Go through the data and retrieve each line that includes the string "collar".

--- START ---

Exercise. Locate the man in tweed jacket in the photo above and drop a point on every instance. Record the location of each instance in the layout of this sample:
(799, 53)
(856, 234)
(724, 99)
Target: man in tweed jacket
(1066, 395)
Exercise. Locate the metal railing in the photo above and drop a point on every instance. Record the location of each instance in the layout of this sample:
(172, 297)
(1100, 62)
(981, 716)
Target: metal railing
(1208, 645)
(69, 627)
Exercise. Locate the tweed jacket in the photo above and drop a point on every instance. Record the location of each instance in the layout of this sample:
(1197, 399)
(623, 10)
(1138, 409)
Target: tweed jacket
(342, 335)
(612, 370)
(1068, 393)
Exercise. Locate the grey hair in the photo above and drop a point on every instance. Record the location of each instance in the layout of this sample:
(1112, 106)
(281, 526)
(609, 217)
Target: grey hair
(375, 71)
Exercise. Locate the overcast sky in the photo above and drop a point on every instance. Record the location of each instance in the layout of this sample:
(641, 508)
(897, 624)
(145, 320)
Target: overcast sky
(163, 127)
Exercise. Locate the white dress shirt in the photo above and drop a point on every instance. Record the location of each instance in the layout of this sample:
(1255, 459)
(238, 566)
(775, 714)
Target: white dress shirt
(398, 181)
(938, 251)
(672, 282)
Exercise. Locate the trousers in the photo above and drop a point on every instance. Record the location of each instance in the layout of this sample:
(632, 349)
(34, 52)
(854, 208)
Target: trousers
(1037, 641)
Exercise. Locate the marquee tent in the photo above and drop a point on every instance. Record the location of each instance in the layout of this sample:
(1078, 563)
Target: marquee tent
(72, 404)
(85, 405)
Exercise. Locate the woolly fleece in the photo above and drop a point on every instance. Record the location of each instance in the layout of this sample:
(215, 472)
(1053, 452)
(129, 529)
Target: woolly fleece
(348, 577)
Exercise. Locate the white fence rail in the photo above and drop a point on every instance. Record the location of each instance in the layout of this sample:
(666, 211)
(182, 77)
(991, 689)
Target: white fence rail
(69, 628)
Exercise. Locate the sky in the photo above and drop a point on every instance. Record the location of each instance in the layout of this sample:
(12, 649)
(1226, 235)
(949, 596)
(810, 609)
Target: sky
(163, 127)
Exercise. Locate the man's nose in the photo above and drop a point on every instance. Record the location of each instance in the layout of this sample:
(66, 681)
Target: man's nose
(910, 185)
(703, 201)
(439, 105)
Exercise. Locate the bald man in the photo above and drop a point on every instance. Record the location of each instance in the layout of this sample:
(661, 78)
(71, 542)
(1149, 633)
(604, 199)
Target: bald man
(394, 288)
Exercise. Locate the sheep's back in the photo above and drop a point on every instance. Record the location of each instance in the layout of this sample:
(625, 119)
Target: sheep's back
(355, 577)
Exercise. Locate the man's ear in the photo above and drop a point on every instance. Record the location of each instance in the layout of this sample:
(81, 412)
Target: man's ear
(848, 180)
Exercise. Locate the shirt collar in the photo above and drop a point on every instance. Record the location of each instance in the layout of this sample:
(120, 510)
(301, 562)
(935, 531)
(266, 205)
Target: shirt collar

--- END ---

# [Result below]
Exercise. Locate the shirt collar in the photo above and drop a point on every instance. Record the location of each instance in the layout of this sample:
Target: shirt collar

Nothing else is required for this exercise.